## Document text
— Start —

9 minute read 29 Sep 2019
businessman looking out sunny office window

How a global tax reform ‘revolution’ will affect transfer pricing

By Peter Griffin

Principal, Transfer Pricing, Ernst & Young LLP

Transfer Pricing Principal. PhD economist by training. Loves all sports. Father of two.

9 minute read 29 Sep 2019

Sweeping tax reform is a global phenomenon — profound changes are occurring not only in tax rates, but at even more fundamental levels.

This article is part of our Transfer Pricing and International Tax Survey report 2019. Since 1995, we have taken the pulse of global transfer pricing every two to three years by collecting and analyzing details on attitudes and experiences across a wide spectrum of taxpayers.

This installment of the 2019 Transfer Pricing and International Tax Survey: how profound change, transparency and controversy are reshaping a critical business function, zeroes in on the challenges presented by global tax reform, including not only the US Tax Cuts and Job Act (TCJA) but also initiatives such as BEPS and subsequent OECD activity.

“In the past,” says Jeff Michalak, EY Global ITTS Leader, “the way most international tax teams approached their reporting was to release the least amount of information possible, only that information that could support their case. Today, thanks to BEPS, the current OECD project and a climate of global tax reform, the paradigm has shifted. Now it’s the tax authorities who have vastly greater control of the dialogue, companies must adjust.”

Sweeping tax reform is now a worldwide phenomenon — profound changes are taking place not only in tax rates, but at even more fundamental levels impacting definitions of what can be taxed jurisdiction by jurisdiction.

Overall, says Michalak, “host nations will be extending their claims on income for tax purposes in ways that will guarantee more controversy and double taxation.” The pace and degree of change, he says, “makes it vital that businesses take a comprehensive look at the whole of their tax and transfer pricing strategies.”

Paradigm shifts

The net impact of these ongoing fundamental tax reforms results in nothing less than a handful of what Michalak calls “novel concepts” resulting in “paradigm shifts.” Some of the most significant areas include:

  • Transparency: The most profound set of changes, says Michalak, are measures driving dramatically greater tax transparency. In general, “what BEPS has done is introduce vastly greater disclosure, meaning tax authorities now have far more data than ever before.”

— End —

## To-do list
1. Please rewrite the paragraph of the tax reform article that begins "This article is part of" in fewer words, keeping its main facts.
2. In the tax reform article, begin at the words that have "Principal, Transfer Pricing, Ernst" and stop after "more fundamental levels.". Give that part again, swapping "phenomenon" for "trend".
3. Write the next part of the tax reform article, picking up after its last sentence.

## Dataset extract
— Start —

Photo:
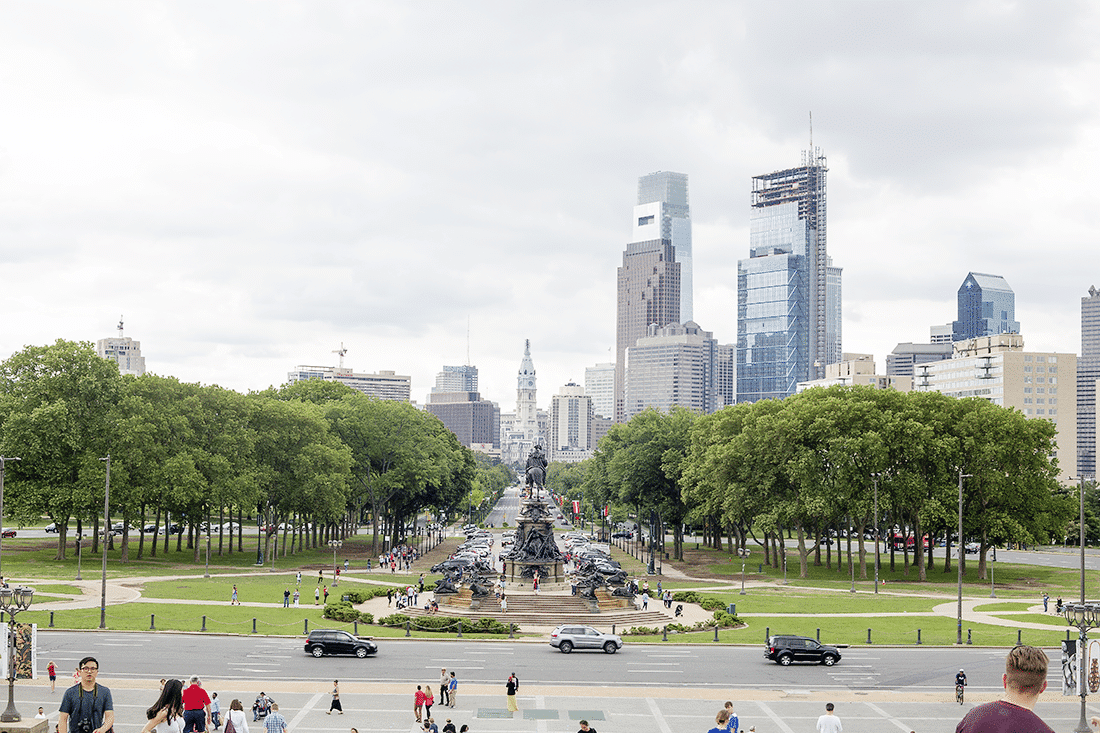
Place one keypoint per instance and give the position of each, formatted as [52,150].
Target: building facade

— End —

## Responses for each task
1. This article belongs to our 2019 Transfer Pricing and International Tax Survey report. Since 1995, we have gauged global transfer pricing every two to three years by gathering and analyzing the attitudes and experiences of a broad range of taxpayers.

2.
Principal, Transfer Pricing, Ernst & Young LLP

Transfer Pricing Principal. PhD economist by training. Loves all sports. Father of two.

9 minute read 29 Sep 2019

Sweeping tax reform is a global trend — profound changes are occurring not only in tax rates, but at even more fundamental levels.

3.
This is significant, he continues, “because in the past, the way most international tax teams approached their reporting on an audit was to try and direct the conversation by releasing the least amount of information possible — only that information that could support their case.”

But in the age of BEPS, says Michalak, “now it’s the tax authorities who have vastly greater control of the dialogue. They have country-by-country reports, including not only your information but also information from dozens of companies in the industry in which you operate.” Plus, he explains, “they’re sharing a great deal more information with other tax administrations where the company in question conducts its business.”

  • Income allocation: Nations are also passing legislation broadening their ability to claim broader swaths of income for taxation within their jurisdictions. “Nations are saying that owing to the digital economy, it’s now too easy to do business in ‘my’ country without a physical presence.” So, in response, says Michalak, “countries are changing the rules.”

For example, in 2016, the UK introduced its Diverted Profits Tax (DPT) and Australia, its Multinational Anti-Avoidance Law (MAAL). At their core, these are a means to expand jurisdiction with respect to transfer pricing with related parties in other nations. Companies faced with DPT or MAAL audits, says Michalak, “may see these countries impute profits for domestic taxation — which could be across multiple tax years.”

  • New focus on intangibles: Countries in general are renewing their focus on intangibles and, in particular, seeking ways to increase their share of taxable income by reducing the ability to deduct royalties. A good example is the FDII tax, a component of the US TCJA reform. FDII incentivizes companies to maintain intellectual property (IP) in the US by offering an incentive rate of only 13.125% on intangibles-based income earned overseas.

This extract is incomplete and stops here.